→ Your objective
Copy out the part of the records below that opens with the line containing "rolling suitcase handle" and runs through the end of the records, requests included, moving every coordinate in the answer points up by 38 and leaving the numbers in the requests unchanged.

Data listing
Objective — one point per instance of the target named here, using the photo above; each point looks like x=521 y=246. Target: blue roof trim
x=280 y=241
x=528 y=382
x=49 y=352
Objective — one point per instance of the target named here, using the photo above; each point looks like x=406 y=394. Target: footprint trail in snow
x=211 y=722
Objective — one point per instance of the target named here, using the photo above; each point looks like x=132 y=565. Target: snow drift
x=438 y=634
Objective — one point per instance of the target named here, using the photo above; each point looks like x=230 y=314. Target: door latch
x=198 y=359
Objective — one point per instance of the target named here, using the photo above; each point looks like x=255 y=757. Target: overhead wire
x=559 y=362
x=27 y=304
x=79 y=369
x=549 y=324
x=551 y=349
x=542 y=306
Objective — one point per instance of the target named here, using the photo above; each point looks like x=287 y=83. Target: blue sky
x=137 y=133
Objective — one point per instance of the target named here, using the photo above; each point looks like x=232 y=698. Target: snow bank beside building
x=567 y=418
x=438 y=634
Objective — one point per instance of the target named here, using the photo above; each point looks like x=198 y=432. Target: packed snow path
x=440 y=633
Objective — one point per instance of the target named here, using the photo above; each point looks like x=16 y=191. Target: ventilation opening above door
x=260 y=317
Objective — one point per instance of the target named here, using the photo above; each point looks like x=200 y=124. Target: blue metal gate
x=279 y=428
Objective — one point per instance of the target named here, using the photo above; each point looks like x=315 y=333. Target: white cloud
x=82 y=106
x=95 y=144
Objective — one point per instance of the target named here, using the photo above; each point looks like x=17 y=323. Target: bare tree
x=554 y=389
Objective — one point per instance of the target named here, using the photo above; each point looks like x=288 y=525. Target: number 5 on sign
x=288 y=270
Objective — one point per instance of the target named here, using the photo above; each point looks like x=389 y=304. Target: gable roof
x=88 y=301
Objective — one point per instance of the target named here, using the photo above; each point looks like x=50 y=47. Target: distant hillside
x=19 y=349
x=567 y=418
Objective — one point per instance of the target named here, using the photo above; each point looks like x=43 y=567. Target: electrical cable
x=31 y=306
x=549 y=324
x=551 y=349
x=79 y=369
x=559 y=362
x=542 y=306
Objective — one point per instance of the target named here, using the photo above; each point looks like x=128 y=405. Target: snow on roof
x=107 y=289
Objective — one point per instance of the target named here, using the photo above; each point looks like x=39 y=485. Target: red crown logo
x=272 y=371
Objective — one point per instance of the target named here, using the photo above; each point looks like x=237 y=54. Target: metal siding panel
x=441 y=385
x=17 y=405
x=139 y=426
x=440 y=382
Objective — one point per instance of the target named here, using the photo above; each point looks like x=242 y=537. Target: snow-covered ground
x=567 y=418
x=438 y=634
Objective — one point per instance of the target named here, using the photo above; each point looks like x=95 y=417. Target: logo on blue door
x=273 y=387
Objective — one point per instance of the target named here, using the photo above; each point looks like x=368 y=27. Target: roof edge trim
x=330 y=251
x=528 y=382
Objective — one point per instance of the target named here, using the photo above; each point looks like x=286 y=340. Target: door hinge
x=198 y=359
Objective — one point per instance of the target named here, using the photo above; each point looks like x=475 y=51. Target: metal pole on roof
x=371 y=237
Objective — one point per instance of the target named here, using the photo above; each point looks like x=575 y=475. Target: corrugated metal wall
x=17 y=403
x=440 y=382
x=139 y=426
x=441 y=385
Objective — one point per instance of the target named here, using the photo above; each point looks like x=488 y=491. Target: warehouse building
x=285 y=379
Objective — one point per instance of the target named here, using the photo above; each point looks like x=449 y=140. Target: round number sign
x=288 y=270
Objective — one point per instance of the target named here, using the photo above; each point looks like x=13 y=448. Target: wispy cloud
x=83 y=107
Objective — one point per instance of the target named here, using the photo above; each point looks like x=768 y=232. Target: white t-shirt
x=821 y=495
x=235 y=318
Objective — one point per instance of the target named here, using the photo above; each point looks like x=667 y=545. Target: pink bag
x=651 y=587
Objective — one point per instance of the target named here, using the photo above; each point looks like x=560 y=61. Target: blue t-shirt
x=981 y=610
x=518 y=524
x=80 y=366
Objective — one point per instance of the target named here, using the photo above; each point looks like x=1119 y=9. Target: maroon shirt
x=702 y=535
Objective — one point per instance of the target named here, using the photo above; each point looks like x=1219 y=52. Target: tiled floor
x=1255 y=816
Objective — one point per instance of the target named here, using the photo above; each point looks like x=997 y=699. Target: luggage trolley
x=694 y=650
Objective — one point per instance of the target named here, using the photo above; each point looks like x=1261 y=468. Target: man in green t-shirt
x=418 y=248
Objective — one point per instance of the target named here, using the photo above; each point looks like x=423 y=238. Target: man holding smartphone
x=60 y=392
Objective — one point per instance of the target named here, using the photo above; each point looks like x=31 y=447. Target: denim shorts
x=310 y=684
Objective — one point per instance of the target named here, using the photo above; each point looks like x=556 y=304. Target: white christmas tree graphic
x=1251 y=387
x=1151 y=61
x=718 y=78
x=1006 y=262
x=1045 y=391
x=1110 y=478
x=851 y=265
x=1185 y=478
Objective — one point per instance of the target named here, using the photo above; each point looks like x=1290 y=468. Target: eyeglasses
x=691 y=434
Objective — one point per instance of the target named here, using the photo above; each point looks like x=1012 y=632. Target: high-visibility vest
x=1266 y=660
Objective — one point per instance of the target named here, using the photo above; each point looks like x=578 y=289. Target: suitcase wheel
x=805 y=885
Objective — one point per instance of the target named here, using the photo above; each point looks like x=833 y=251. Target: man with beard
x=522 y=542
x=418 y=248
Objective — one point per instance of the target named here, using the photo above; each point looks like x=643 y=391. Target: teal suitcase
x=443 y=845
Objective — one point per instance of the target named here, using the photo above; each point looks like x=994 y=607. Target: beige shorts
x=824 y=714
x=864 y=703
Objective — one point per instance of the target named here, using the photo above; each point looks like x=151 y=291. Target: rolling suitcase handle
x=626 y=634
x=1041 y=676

→ Exercise output
Objective — one point per instance of the target named here, using the photo above; each point looks like x=151 y=291. Target: rolling suitcase handle
x=664 y=672
x=1079 y=714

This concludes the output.